— Start of Provided passage —

Some skeptics made fun of this claim by making their own, saying that the world was created last thursday (independent of the current date), everything was created at the same time, dinosaur fossils, buildings around us, everybody, and all our memories are fake and have been planted in our minds last thursday during creation. And you can still claim this is true next week, and that today’s memory was planted in your head next thursday, and it is impossible to prove this wrong. But this doesn’t mean it is any likely.

A colleague of mine told me that he thought the moon physically existed only when we looked at it. I think he was just messing with me and was proud to present a hypothesis that could not be disproven just to see me try and struggle with it. He wasn’t talking about “the image of the moon in our minds”, he was talking about the physical moon itself, that it disappeared everytime we didn’t look at it. But he is right, it cannot be disproven. But if this is true, it means that there is a kind of sensor that knows where everybody on the planet is looking, even through a mirror. And it knows when a camera is looking at the moon, or if someone in the future is going to look at the moon on the film. And when the moon disappears, something has to keep in memory the position of all atoms of the moon, to make them re-appear later on the trajectory of the moon and at the correct position and with the correct speed. And also when the moon disappears something needs to fake the moon’s gravity so that it doesn’t mess with the tides and with the trajectory of other space objects that we might be looking at. So it gets extremely complicated, and for no purpose at all other than making an unfalsifiable claim true, just for fun. So it is unfalsifiable, but at the same time extremely unlikely. You can also try to do the same with solipsism and think why there would be any chance solipsism could be true.

— End of Provided passage —

The tasks =
(A) Revise the stretch of the passage on unfalsifiable claims from "Some skeptics made" through "is any likely.", replacing "thursday" with "Sunday".
(B) Carry on the passage on unfalsifiable claims from the point where it stops.

— Start of Data provided —

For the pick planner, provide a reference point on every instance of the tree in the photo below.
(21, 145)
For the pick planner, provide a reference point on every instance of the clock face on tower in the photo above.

— End of Data provided —

Outputs =
(A)
Some skeptics made fun of this claim by making their own, saying that the world was created last Sunday (independent of the current date), everything was created at the same time, dinosaur fossils, buildings around us, everybody, and all our memories are fake and have been planted in our minds last Sunday during creation. And you can still claim this is true next week, and that today’s memory was planted in your head next Sunday, and it is impossible to prove this wrong. But this doesn’t mean it is any likely.

(B)
So if you think that the fact a hypothesis is unfalsifiable means it has any chance to be correct, if you believe in solipsism you should also believe in Russel’s teapot, in lastthursdayism, in the disappearing moon and in anything you can make up, like the theory there is an invisible imaginary animal in my garage that nobody can see including me. But I guess you don’t believe in these things, you only tend to believe in solipsism. And I guess you do so because something in solipsism is attracting you. And it’s a little paradoxical. Because I think you tend to believe in solipsism because you experienced DR, and you wonder if things could be flipped around, that you could have experienced reality (that solipsism is true), while the non-DR experience could be an illusion. So it’s your experience of DR (past or present) that makes you think that solipsism could be true. And it’s paradoxical because solipsism is all about doubting everything you experience, and yet you are attracted to solipsism because of an experience of DR. I don’t know if this helps though. Not that it is a good thing to doubt everything you experience, but just that solipsism is self-contradicting.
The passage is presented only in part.